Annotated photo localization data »
· · · ·

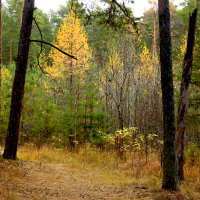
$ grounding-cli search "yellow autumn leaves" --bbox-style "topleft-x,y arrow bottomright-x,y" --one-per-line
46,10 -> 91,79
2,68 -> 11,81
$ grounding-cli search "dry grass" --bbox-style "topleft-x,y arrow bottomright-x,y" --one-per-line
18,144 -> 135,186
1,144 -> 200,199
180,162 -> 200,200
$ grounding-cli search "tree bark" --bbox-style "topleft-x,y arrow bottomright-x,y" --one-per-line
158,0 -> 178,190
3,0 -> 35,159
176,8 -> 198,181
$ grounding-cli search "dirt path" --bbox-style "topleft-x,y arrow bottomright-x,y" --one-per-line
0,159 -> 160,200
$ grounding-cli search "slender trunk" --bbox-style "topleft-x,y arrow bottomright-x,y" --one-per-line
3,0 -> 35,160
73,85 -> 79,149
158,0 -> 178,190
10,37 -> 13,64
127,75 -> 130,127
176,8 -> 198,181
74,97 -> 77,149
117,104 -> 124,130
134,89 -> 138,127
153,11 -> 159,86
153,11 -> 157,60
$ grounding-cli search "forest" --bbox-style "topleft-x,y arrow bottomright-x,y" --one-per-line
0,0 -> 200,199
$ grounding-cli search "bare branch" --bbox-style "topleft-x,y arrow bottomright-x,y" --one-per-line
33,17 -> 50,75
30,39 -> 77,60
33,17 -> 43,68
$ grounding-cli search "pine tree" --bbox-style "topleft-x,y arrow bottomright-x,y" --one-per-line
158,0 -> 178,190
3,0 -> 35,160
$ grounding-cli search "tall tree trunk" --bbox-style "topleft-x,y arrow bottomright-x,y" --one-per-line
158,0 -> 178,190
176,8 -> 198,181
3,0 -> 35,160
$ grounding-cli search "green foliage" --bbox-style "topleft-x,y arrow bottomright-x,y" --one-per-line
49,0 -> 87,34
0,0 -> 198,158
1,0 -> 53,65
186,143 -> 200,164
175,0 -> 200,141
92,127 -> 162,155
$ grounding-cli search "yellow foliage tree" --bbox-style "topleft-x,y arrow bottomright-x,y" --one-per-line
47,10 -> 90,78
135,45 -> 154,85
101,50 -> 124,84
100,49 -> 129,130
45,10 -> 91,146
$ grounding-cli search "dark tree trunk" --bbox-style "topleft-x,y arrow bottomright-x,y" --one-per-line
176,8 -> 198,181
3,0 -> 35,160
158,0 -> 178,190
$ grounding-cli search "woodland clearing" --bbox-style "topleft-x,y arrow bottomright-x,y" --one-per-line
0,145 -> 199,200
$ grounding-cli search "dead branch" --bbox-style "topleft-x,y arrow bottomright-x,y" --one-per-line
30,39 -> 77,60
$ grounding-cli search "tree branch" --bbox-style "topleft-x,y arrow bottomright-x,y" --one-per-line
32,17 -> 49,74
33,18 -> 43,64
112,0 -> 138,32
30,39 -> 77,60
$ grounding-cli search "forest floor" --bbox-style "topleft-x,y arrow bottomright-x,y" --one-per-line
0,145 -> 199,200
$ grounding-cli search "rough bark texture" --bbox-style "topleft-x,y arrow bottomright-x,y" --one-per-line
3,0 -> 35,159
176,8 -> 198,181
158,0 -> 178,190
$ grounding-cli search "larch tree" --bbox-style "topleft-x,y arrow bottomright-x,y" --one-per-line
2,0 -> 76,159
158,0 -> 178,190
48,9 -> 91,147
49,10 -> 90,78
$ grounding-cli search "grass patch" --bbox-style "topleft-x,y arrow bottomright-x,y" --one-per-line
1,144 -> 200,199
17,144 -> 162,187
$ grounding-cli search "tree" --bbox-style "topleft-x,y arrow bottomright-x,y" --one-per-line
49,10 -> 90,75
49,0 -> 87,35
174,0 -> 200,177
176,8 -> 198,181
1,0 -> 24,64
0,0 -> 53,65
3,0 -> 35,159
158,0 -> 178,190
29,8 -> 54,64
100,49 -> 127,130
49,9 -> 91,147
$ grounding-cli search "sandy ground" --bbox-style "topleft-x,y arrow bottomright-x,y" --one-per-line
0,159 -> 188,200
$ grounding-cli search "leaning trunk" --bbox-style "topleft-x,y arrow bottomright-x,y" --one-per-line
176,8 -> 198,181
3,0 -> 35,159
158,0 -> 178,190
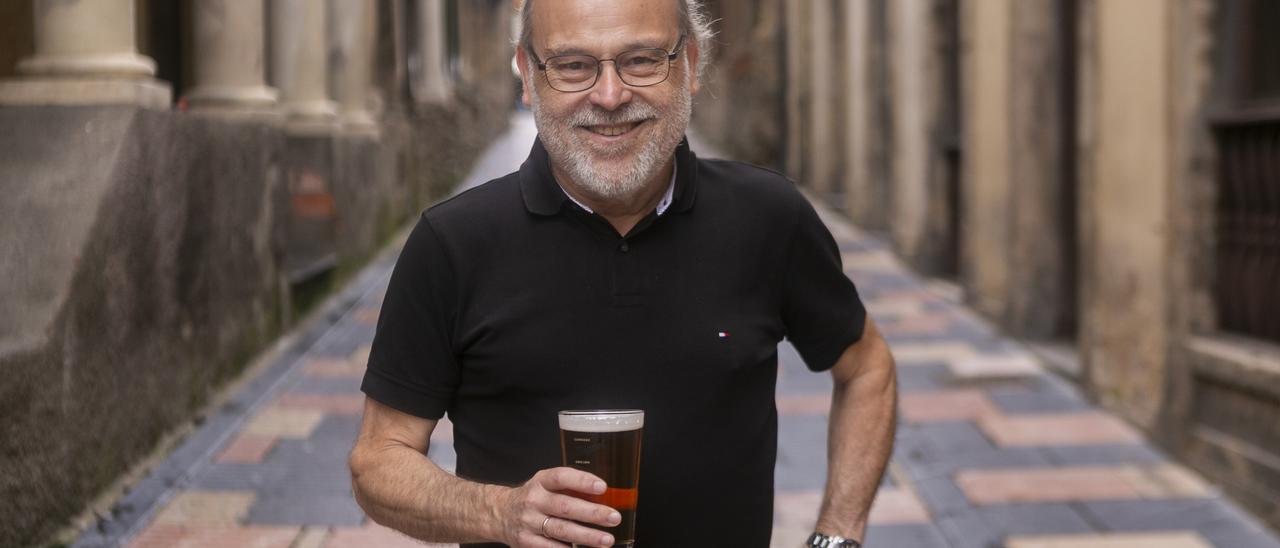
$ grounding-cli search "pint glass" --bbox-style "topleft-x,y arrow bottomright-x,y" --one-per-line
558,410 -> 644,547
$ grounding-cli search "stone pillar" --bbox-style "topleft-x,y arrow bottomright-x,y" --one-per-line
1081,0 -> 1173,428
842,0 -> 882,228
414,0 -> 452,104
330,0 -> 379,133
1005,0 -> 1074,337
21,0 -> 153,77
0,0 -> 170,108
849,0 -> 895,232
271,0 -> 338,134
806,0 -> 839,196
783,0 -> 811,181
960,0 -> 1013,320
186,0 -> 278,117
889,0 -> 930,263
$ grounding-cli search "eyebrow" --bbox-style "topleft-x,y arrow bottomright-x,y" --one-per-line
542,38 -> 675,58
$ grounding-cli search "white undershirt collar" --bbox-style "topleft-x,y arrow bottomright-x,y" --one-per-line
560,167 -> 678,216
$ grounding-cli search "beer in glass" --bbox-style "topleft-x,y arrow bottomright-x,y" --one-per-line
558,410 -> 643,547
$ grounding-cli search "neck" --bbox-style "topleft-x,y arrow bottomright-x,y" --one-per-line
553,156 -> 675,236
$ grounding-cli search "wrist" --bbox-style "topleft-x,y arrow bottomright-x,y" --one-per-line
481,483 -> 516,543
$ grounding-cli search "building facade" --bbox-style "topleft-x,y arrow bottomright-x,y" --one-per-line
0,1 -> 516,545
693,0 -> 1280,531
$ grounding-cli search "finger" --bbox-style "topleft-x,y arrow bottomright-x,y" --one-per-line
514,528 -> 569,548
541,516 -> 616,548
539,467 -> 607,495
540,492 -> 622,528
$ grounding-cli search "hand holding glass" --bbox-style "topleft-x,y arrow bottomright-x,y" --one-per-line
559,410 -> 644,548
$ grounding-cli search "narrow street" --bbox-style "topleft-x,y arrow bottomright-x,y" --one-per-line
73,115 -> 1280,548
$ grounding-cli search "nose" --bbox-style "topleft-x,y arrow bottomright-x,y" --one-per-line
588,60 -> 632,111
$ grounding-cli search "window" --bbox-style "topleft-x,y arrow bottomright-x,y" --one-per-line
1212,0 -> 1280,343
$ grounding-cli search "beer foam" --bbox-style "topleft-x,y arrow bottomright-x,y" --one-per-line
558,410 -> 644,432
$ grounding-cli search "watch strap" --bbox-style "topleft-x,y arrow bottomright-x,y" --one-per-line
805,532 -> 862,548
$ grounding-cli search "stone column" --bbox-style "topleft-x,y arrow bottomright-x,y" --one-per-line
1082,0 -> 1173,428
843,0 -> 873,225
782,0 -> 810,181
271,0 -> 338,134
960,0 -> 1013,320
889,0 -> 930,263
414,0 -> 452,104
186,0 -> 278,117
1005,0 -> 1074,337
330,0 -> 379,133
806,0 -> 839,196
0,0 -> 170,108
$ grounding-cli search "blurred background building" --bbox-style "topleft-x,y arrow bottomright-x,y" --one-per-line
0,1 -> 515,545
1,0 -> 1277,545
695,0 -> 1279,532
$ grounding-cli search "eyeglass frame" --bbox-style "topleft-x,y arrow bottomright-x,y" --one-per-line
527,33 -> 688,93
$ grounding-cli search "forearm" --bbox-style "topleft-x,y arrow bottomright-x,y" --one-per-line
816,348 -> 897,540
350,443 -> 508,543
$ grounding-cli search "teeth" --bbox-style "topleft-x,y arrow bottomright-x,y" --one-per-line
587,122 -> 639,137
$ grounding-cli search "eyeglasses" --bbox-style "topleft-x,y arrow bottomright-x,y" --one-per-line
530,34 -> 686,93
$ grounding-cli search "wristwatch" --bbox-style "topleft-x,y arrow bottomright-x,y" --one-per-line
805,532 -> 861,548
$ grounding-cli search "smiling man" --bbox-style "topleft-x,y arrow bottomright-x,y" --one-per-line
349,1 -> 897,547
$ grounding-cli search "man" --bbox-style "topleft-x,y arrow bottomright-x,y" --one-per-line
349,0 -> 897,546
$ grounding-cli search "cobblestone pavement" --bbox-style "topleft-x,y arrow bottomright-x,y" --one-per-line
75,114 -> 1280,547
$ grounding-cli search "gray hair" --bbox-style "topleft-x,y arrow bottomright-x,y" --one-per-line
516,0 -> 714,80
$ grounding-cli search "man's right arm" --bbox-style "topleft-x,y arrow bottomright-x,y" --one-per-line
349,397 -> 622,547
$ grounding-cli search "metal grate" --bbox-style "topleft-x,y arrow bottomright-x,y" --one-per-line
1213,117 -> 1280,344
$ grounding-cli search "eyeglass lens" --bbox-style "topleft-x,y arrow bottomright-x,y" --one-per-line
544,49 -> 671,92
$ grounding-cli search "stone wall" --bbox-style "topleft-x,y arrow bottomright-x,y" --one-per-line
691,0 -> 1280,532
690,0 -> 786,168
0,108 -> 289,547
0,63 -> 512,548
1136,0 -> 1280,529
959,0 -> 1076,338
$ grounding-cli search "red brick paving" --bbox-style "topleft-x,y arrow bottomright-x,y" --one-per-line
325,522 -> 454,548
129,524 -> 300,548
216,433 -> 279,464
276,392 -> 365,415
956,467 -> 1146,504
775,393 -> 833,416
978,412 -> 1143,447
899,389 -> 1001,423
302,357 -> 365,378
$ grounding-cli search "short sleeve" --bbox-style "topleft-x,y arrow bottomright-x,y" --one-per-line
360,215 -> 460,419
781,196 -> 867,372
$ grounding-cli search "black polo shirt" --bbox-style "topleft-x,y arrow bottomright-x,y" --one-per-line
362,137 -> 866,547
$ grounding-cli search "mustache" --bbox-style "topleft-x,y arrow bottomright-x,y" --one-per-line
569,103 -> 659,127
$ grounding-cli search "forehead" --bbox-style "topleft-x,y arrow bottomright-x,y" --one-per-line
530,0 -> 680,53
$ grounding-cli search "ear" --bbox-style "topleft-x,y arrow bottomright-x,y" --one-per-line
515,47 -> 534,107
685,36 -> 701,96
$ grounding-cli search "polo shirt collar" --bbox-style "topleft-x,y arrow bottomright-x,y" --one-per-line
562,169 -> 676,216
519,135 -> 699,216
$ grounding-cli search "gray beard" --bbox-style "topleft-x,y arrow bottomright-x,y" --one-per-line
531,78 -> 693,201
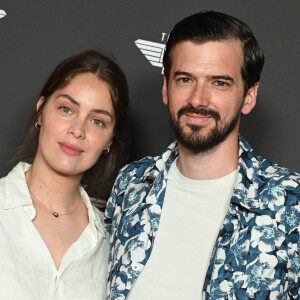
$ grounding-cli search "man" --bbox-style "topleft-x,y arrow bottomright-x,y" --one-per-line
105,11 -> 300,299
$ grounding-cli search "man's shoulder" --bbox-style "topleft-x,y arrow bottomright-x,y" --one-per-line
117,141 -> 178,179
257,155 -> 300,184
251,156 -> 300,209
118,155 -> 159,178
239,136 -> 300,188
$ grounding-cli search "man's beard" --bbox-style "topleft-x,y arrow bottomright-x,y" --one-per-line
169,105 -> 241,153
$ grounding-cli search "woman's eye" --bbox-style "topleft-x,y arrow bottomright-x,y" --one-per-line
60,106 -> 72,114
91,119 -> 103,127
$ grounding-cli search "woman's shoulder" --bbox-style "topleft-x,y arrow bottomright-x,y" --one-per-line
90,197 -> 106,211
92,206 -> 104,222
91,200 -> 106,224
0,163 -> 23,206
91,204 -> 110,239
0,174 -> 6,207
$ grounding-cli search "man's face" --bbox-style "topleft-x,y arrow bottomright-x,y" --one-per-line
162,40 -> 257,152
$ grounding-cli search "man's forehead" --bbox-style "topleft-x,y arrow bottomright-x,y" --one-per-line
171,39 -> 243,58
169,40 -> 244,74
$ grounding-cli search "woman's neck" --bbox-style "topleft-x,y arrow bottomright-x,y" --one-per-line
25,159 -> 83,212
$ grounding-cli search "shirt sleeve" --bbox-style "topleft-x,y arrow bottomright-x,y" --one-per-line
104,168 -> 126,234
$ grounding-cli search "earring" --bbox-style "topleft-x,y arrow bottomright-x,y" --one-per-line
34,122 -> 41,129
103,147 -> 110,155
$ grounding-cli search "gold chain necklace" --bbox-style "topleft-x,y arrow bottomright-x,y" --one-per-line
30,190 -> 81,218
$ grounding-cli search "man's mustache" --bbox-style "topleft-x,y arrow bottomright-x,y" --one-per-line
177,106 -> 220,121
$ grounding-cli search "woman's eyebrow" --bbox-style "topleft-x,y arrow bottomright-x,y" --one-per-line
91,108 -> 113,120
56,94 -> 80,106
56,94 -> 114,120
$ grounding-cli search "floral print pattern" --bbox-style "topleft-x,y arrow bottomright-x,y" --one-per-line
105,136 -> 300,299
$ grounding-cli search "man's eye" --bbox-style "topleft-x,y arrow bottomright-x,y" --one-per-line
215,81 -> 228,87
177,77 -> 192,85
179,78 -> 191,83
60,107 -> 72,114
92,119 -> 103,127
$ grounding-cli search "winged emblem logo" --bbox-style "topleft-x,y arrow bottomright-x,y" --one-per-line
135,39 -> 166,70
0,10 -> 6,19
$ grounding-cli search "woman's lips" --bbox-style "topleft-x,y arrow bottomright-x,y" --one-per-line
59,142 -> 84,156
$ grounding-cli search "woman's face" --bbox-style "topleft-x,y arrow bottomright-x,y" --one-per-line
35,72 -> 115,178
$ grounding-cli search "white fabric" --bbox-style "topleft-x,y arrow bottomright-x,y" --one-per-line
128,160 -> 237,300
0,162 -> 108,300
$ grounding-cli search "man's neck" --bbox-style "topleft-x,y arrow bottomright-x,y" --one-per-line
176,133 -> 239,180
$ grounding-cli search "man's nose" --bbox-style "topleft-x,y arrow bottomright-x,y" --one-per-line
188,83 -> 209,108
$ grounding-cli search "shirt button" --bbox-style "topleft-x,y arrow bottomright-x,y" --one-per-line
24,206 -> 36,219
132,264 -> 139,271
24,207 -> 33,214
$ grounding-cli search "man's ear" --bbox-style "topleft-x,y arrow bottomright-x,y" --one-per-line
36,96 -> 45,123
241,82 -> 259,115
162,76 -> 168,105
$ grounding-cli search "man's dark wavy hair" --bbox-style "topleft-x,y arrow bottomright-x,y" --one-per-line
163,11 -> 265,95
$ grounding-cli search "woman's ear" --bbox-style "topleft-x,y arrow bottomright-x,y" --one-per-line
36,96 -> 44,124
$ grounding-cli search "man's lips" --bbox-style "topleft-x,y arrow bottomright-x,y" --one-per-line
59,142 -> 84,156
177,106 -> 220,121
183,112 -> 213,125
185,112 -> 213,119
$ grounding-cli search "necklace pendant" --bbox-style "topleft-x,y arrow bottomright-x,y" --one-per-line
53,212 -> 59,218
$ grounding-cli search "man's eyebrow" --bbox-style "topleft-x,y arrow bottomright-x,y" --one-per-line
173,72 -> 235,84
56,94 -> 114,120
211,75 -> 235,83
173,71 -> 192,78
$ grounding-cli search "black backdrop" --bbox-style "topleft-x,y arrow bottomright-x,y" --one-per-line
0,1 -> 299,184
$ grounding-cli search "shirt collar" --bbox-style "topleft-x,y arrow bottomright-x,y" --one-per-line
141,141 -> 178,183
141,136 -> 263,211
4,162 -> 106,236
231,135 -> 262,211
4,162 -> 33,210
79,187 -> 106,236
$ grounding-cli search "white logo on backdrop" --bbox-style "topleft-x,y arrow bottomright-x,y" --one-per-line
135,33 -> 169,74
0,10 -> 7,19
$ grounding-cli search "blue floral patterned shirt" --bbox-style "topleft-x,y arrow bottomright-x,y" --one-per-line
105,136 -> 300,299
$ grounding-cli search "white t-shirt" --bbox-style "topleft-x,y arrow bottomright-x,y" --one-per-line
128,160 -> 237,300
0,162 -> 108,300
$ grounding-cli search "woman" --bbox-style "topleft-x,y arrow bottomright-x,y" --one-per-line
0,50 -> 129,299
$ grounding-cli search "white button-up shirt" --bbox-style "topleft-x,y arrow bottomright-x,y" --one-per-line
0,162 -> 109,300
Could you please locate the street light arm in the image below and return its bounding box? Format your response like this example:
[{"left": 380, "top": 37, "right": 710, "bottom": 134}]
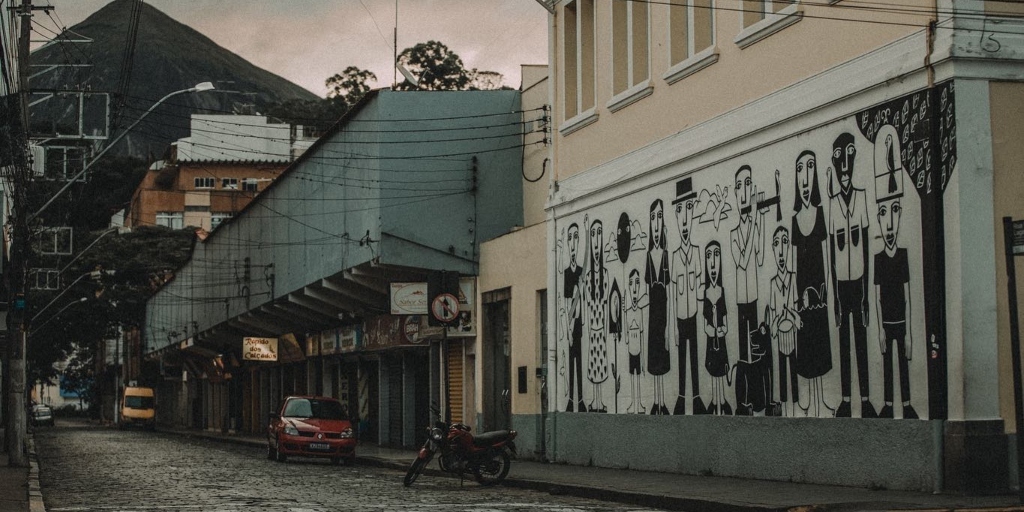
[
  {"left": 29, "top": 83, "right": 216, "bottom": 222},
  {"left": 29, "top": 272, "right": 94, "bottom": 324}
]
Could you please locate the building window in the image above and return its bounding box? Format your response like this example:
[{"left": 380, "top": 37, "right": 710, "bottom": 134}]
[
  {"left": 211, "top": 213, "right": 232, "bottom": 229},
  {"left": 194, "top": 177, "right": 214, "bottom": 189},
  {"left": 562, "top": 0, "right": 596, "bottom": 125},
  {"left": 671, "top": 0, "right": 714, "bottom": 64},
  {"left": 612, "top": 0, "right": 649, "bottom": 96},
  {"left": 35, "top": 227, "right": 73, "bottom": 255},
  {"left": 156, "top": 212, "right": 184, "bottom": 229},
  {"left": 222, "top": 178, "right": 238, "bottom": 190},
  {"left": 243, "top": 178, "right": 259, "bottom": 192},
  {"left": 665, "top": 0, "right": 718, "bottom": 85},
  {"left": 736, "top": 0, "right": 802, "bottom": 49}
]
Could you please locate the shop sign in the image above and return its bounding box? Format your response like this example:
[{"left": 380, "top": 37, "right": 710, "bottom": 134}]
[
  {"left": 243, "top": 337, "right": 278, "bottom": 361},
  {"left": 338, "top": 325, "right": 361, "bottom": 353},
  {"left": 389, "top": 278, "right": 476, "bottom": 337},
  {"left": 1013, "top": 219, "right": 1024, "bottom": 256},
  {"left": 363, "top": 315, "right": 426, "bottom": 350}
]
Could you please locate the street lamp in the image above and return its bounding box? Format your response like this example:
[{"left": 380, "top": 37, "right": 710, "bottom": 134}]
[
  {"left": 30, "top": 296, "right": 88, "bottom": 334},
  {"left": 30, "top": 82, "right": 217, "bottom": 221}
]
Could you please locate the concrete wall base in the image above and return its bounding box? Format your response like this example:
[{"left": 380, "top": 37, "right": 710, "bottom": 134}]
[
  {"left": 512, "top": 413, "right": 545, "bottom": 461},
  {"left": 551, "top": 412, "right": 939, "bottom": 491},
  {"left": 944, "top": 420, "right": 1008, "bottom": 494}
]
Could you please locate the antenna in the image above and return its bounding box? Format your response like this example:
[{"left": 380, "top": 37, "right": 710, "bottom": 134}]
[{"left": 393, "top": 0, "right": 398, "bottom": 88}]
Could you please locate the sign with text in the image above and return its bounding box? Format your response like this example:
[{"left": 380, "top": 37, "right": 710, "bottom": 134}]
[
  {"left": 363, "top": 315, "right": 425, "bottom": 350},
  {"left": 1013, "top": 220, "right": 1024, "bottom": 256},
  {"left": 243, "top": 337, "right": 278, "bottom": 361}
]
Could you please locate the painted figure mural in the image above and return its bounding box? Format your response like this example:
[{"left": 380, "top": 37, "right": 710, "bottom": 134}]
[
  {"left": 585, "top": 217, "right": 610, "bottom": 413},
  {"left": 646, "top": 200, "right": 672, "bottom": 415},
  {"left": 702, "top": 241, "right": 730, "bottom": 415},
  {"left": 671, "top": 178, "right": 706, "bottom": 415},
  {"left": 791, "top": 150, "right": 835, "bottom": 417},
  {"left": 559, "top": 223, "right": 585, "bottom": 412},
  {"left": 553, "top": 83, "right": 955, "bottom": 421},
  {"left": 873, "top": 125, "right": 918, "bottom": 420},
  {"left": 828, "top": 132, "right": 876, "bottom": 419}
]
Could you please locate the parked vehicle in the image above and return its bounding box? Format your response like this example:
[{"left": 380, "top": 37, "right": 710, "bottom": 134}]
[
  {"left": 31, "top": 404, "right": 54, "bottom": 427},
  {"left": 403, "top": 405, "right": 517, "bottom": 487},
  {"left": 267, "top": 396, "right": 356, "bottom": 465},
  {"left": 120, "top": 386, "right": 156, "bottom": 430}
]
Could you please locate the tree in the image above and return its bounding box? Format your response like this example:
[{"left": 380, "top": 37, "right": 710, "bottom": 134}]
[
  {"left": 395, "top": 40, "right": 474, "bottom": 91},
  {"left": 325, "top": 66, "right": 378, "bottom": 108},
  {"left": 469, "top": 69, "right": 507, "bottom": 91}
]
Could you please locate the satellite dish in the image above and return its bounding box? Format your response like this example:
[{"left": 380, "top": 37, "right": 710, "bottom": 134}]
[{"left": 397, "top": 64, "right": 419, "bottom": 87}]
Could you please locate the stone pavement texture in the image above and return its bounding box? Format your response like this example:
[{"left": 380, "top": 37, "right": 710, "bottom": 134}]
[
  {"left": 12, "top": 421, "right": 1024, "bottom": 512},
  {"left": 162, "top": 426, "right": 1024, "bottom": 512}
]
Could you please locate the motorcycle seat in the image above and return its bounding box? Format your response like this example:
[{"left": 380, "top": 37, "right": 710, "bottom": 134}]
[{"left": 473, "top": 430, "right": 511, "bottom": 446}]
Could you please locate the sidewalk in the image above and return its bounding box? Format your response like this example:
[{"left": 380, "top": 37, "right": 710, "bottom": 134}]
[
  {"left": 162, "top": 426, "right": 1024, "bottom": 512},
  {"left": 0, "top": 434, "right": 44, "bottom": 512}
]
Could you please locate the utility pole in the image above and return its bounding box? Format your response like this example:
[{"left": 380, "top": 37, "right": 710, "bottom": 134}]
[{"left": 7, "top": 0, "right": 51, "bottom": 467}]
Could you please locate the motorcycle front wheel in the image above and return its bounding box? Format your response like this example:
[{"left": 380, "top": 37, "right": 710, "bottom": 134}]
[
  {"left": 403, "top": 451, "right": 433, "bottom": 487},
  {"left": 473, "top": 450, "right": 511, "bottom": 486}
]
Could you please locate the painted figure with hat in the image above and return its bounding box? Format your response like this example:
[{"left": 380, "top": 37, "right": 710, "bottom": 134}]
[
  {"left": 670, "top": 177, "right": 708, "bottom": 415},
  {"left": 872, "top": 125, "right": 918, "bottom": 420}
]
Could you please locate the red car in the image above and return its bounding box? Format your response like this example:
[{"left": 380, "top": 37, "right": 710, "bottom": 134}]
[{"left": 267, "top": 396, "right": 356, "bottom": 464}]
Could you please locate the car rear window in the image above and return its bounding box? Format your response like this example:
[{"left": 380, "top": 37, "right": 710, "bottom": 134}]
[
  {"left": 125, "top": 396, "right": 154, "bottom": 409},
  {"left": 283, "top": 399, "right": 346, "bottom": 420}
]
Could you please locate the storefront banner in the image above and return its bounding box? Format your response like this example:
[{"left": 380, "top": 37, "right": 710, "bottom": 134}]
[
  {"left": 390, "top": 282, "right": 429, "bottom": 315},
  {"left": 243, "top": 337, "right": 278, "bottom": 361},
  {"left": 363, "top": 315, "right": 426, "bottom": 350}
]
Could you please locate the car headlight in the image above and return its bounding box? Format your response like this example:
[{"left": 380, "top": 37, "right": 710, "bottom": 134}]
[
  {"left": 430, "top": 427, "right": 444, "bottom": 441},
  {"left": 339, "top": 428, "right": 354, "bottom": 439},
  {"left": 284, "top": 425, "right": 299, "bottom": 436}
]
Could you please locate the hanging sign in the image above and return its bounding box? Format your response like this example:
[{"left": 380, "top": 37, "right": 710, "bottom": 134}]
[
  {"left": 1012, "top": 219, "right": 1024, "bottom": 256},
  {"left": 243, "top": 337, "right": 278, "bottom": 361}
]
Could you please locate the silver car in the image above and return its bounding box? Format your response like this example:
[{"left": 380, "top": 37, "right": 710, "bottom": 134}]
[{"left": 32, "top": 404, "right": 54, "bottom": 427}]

· · · ·

What is being asked » When the word "painted" shows up in a line of the entries, pull that line out.

Written answer »
Could you please locate the painted figure mural in the image above and return its bounding box? Format your response like this example:
Could you please locate the painted figure with hat in the image above and return its bounding box? Format your response like this example:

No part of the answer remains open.